Read through the listing below and copy each line in which the word "shower" occurs.

>>>

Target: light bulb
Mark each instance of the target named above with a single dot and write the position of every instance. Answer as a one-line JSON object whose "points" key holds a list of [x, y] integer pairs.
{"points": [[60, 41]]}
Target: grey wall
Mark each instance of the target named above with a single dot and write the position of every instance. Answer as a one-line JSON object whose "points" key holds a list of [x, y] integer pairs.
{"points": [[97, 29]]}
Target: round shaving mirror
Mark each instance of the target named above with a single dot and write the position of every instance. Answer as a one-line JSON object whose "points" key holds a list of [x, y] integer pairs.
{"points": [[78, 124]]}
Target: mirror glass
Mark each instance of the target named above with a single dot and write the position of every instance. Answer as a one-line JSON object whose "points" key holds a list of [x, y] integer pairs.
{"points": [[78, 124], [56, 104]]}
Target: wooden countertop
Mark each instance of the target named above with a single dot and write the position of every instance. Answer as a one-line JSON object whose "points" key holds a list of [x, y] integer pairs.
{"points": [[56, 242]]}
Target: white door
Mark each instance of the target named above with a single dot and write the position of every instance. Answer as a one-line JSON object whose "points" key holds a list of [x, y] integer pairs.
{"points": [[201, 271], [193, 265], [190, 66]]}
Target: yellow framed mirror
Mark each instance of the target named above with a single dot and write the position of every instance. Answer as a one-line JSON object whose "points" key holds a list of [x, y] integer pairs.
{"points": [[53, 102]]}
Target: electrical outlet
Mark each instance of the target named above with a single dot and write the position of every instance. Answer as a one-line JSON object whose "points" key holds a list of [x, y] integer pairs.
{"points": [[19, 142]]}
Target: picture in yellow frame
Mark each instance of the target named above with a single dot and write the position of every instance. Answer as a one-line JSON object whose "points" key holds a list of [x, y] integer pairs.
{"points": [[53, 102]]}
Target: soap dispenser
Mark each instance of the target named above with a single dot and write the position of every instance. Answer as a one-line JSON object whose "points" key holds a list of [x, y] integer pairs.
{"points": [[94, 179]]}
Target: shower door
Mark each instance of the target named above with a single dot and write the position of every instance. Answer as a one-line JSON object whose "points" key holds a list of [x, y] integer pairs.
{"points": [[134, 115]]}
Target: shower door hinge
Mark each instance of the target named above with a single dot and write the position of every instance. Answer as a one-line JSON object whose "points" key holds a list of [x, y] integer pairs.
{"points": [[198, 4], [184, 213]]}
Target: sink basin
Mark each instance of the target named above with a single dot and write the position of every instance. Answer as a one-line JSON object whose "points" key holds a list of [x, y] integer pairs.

<<<

Answer area
Target: shower door
Target: shower door hinge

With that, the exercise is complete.